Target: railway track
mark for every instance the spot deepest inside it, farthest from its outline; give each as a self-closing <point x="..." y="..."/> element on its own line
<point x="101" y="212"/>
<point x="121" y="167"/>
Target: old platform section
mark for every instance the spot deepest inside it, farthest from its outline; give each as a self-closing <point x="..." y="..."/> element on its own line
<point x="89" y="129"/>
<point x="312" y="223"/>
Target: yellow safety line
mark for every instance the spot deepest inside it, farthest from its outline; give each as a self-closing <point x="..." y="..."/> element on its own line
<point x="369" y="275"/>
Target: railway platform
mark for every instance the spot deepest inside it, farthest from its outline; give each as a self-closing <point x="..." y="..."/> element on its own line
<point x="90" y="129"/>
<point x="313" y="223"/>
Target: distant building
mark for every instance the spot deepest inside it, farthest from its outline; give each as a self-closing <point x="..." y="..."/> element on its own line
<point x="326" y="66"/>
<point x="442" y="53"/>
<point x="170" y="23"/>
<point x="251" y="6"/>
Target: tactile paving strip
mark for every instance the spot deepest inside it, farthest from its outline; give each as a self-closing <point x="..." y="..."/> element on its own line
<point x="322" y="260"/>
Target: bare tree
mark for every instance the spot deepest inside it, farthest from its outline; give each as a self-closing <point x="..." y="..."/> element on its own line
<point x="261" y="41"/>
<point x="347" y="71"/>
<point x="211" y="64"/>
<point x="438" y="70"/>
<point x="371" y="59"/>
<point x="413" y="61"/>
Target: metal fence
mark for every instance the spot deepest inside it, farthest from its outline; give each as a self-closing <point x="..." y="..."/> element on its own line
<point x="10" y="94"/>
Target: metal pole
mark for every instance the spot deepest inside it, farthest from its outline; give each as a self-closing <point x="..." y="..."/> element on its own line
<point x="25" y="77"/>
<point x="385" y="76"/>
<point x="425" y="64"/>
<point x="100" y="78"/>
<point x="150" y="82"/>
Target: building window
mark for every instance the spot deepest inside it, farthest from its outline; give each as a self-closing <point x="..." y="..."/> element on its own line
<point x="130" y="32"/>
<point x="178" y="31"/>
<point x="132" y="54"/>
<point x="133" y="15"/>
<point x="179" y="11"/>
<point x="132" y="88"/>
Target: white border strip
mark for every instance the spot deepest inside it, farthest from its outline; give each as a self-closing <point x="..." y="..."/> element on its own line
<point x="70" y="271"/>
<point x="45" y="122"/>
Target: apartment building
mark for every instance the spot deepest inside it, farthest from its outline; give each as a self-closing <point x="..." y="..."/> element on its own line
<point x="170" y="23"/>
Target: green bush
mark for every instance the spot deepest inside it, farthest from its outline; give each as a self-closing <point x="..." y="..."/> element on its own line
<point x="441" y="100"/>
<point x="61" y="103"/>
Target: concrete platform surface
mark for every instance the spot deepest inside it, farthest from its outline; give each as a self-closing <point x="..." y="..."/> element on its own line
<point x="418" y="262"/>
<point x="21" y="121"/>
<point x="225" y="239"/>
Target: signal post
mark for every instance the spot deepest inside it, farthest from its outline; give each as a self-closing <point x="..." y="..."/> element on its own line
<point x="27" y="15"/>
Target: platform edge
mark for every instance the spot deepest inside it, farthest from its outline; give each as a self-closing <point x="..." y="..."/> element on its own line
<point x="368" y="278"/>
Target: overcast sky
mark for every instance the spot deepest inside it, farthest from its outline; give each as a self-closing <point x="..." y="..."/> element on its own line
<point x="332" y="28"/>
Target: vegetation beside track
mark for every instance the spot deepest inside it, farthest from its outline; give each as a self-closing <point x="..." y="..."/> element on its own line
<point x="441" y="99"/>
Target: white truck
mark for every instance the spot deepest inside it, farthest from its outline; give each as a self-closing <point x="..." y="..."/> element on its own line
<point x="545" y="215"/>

> _Exercise description_: Switch "white truck" to "white van" in the items from the line with "Target: concrete platform surface" through the end of the items, leaving everything else unchanged, and give back only those lines.

> _The solution_:
Target: concrete platform surface
mark for every instance the spot deepest inside it, farthest from its outline; give each as a self-closing <point x="..." y="..."/> element on its own line
<point x="418" y="262"/>
<point x="21" y="121"/>
<point x="225" y="239"/>
Target: signal post
mark for every instance the spot deepest inside it, farthest from its outline; give each as a self-closing <point x="..." y="..."/> element on its own line
<point x="27" y="15"/>
Target: platform edge
mark for every instance the spot deepest inside it, farthest from its outline; give each as a self-closing <point x="..." y="..."/> element on its own line
<point x="368" y="278"/>
Target: overcast sky
mark for every instance the spot deepest inside it, farthest from its outline; give each as a self-closing <point x="..." y="..."/> element on its own line
<point x="332" y="28"/>
Target: vegetation beside track
mark for every instance the spot deepest inside it, farthest from its outline; give each as a self-closing <point x="..." y="..."/> element on its own line
<point x="441" y="99"/>
Target: white van
mark for every instance the spot deepest inside it, farthest from its outline; give each as a self-closing <point x="..." y="..."/> element on its own line
<point x="545" y="215"/>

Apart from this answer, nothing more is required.